> **Extracted entries**:
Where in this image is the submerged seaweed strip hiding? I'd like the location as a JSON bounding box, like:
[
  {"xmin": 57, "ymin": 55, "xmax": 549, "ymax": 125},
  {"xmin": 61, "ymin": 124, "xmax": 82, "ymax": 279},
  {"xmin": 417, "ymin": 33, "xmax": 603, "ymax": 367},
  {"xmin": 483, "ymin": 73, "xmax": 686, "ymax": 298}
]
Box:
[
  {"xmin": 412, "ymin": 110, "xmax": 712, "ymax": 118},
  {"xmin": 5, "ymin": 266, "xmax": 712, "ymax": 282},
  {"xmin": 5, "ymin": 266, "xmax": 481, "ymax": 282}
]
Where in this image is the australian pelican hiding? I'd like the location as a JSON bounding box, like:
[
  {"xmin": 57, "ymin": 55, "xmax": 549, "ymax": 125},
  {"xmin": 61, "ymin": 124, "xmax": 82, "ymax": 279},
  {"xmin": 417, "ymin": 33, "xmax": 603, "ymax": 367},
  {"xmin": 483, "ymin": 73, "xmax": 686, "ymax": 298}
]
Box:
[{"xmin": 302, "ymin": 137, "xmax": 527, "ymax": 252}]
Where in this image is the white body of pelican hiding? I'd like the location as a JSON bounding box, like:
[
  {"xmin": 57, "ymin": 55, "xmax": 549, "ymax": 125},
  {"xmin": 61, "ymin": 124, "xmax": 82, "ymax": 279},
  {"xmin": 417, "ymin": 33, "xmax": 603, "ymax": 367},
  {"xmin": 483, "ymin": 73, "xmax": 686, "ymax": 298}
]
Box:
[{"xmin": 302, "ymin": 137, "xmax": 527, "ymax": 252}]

> **Task statement**:
Report every line of the records above that contains the string "pelican", copying each line in full. Case counts.

> **Solution to this problem**:
Where in this image is the australian pelican hiding? I'd like the location as a JSON bounding box, like:
Where in this image is the white body of pelican hiding? I'd like the location as a JSON bounding box, like:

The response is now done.